**SUPPLIED DATA:**
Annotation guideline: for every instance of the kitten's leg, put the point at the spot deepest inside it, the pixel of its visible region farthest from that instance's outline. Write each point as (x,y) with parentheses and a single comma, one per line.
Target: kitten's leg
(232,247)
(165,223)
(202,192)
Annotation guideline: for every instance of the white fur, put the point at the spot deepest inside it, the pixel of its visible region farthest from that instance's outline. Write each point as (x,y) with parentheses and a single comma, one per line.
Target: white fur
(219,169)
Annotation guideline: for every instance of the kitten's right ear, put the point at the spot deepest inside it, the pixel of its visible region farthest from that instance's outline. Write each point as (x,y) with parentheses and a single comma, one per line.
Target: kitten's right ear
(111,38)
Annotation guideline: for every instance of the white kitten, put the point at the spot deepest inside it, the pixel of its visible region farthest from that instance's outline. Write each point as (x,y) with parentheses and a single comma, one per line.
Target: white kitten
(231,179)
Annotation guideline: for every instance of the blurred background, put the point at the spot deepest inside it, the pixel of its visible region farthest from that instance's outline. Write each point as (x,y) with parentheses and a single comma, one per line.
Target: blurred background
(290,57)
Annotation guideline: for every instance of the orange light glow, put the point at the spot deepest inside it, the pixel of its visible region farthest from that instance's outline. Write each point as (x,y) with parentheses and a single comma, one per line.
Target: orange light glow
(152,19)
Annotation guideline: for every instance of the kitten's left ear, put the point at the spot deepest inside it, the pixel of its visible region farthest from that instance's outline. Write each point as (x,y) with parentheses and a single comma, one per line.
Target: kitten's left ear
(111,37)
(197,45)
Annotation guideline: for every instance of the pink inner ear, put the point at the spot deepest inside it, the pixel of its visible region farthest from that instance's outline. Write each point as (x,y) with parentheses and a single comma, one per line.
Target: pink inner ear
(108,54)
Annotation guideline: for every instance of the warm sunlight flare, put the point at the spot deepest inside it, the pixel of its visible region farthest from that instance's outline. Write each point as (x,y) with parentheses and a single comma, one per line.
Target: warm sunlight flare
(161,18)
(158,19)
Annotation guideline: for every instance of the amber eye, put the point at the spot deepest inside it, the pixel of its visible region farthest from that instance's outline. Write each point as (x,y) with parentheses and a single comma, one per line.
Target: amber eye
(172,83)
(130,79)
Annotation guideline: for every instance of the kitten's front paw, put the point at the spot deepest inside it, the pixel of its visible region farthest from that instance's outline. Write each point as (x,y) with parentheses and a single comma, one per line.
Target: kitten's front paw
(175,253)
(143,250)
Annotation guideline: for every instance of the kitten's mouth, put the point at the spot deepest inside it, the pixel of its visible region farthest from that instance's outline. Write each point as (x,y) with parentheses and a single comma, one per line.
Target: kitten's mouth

**EXERCISE PROMPT:** Reproduce all of the data above word for word, keeping every line unchanged and in its original order.

**RESPONSE:**
Annotation guideline: for every instance of the kitten's leg, put the point at the spot deepest inside it, the pixel of its visible region farthest from that instance's outline. Write each point as (x,y) with parentheses and a single comma, one per line.
Target: kitten's leg
(232,247)
(165,223)
(202,192)
Annotation guideline: for every instance of the white fur, put the point at the spot deepest inside it, the pixel of its visible region farthest from that instance's outline. Write each point as (x,y) with parentheses and a single comma, one per line.
Target: white fur
(219,169)
Annotation guideline: for every instance of the kitten's right ear, put the point at the spot deepest inside it, the pixel of its visible region farthest from that instance's outline. Write each point as (x,y) with parentheses and a single comma, one per line.
Target: kitten's right ear
(111,38)
Annotation guideline: for every instance of the white kitten, put the point at the spot deepest inside it, the pixel of its visible region farthest from that instance's outline. Write each point as (x,y) with parentheses and a single comma, one per line.
Target: white kitten
(231,179)
Annotation guideline: for every instance of the blurred background, put the point at the spot deepest inside it, the pixel of its visible region farthest from that instance's outline. Write each point as (x,y) with parentheses and a single comma, one per line.
Target: blurred background
(290,57)
Annotation guideline: for every instance of the orange light glow, put the point at the spot deepest inside it, the pixel of its visible region farthest from that instance's outline. Write each point as (x,y) with parentheses and a single comma, one per line.
Target: orange light glow
(152,19)
Annotation guideline: for every instance of the kitten's left ear, put the point at the spot deepest inside it, the pixel of its visible region farthest from that instance's outline. Write each point as (x,y) with parentheses and a single comma, one per line.
Target: kitten's left ear
(111,37)
(197,45)
Annotation guideline: for every instance of the pink inner ear, put the point at the spot deepest inside it, the pixel of its visible region farthest from that instance's outline. Write each point as (x,y) with parentheses and a single comma, one per line.
Target: pink inner ear
(108,54)
Annotation guideline: for every instance of the warm sunlight flare, put the point at the spot deepest inside it, the pixel of its visible region farthest from that instance's outline. Write each point as (x,y) with parentheses and a single comma, one per line.
Target: warm sunlight flare
(161,18)
(158,19)
Annotation guideline: for every instance of the amber eye, put the point at the spot deepest inside it, the pixel of its visible region farthest from that instance's outline. Write each point as (x,y) with parentheses and a single comma, one per line.
Target: amber eye
(172,83)
(130,79)
Annotation guideline: for every instance of the kitten's front paw, put the point at the spot deepest inside it, the pixel of its visible region farthest from that instance's outline. Write each point as (x,y) with parentheses and a single comma, one per line.
Target: kitten's front paw
(175,253)
(143,250)
Annotation guideline: for every instance of the kitten's mouth, put the point at the spot deepest inside it, the pixel of its visible region farthest from that instance's outline. Write each point as (x,y) with parentheses and a single comma, one per line.
Target: kitten's mouth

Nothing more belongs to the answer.